__Texto para leitura__.
Pessoas reunidas num pequeno espaço, isto é,
podendo, por conseguinte ampliar as suas trocas, são diferentes e são iguais.
E tem um potencial político extremamente forte,
e isso faz com que creio aqui que as não vão ficar como estão.
Milton Santos[1]
A internet nos tem garantido uma grande mobilização pela cidadania, dando conhecimento às múltiplas escalas da violação dos direitos civis e humanos sentidos, vividos, falados, replicados em distintos ambientes urbanos e rurais do Brasil e mundo afora.
Isso por hora também dar-nos a sensação de infinidade e distancia de alcance da equidade social, algo capaz de prover o humanismo entre nós seres bípedes pensantes.
Eis que ressurge a esperança como oxigênio que nos alerta às diversidades e adversidades, impostas nas coisas criadas pela e para minoria social representada na política e na economia. O que resulta em princípios não-coletivo sobre as coletividades em espaços diferentes.
Assim, o oxigênio nos alimenta de grandeza rumo à possibilidade do humanismo, pela resistência às práticas racistas que alicerçam as sociedades patrimonialistas e cristã, contra todas as outras diferenças não brancas.
Algo que Fanon (2005) abordou tratando das sociedades colonizadas e neo-colonizadas, explicando sobre as desventuras da consciência nacional. Chamando atenção que o combate pela democracia contra a opressão do homem vai sair progressivamente da confusão neoliberal universalista para desembocar, às vezes laboriosamente, na reinvindicação nacional. Ora, o despreparo das elites, a ausência de ligação orgânica entre elas e as massas, sua preguiça e, vamos dizê-lo, a covardia no momento decisivo da luta estão na origem de desventuras trágicas”. [2]
Se posicionando contra o Estado racista, corpos e mentes negras do Território Quilombola de Vazante, no município de Seabra na Chapada Diamantina (Bahia-Brasil), respiram nos últimos vinte anos a resistência ao projeto desenvolvimentista do governo estadual, que no uso do poder trabalha para inundar a história quilombola no vale do Rio Vazante. Tratasse de uma batalha contra as profundezas, é onde irá ficar mais de cem anos de memória viva na terra negra.
Lutar pelo direito à terra e ao território é princípio, essência e forma de vida dos quilombolas, sob a liderança de Seu Jaime Cupertino[3] (83 anos) e o querido mestre Júlio Cupertino[4]. Esses resistem por convicção do direito e sua força produziu um grande efeito na região, levando dezenas de comunidades ao encontro com a ancestralidade e identidade, se auto afirmando negras quilombolas.
A articulação política garantiu a certificação pela Fundação Cultural Palmares (FCP), conforme o Art. 68 dos ADCT[5] e o Decreto 4.887/2003, das comunidades de: Agreste, Olhos d’Água do Basílio, Baixão Velho, Lagoa do Baixão, Serra do Queimadão, Morro Redondo, Vão das Palmeiras, Cachoeira da Várzea e Mocambo da Cachoeira, Capão das Gamelas, Vazante, entre outras na última década.

__Linhas exibidas__.

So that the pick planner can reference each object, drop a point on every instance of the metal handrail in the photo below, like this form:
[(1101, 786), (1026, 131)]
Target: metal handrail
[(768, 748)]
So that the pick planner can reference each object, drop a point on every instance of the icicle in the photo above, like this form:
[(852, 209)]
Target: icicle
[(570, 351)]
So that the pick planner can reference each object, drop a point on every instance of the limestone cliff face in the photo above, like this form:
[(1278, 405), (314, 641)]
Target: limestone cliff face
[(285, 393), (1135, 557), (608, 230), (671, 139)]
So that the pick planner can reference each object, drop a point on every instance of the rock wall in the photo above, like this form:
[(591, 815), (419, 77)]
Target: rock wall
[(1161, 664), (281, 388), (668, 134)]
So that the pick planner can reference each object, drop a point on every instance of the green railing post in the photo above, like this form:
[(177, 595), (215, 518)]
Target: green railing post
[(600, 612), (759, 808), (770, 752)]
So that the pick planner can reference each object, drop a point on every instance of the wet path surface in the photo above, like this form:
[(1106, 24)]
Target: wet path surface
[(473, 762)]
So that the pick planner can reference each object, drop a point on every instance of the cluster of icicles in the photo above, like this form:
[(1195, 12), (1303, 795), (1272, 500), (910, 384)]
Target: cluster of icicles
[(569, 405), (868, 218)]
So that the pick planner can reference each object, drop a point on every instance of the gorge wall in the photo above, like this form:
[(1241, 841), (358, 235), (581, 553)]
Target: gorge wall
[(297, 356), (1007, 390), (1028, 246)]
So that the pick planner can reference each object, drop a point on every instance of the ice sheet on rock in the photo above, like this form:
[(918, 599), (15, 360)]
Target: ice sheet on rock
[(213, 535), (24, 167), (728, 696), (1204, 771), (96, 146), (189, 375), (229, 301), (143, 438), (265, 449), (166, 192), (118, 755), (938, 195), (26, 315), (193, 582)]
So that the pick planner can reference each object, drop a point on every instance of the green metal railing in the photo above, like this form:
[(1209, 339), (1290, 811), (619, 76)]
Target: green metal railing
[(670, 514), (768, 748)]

__Exercício__.
Por favor, copie sem alterações o trecho do texto sobre a resistência quilombola que começa em "Milton Santos[1]" e segue até "em espaços diferentes.".

__Resolução do exercício__.
Milton Santos[1]
A internet nos tem garantido uma grande mobilização pela cidadania, dando conhecimento às múltiplas escalas da violação dos direitos civis e humanos sentidos, vividos, falados, replicados em distintos ambientes urbanos e rurais do Brasil e mundo afora.
Isso por hora também dar-nos a sensação de infinidade e distancia de alcance da equidade social, algo capaz de prover o humanismo entre nós seres bípedes pensantes.
Eis que ressurge a esperança como oxigênio que nos alerta às diversidades e adversidades, impostas nas coisas criadas pela e para minoria social representada na política e na economia. O que resulta em princípios não-coletivo sobre as coletividades em espaços diferentes.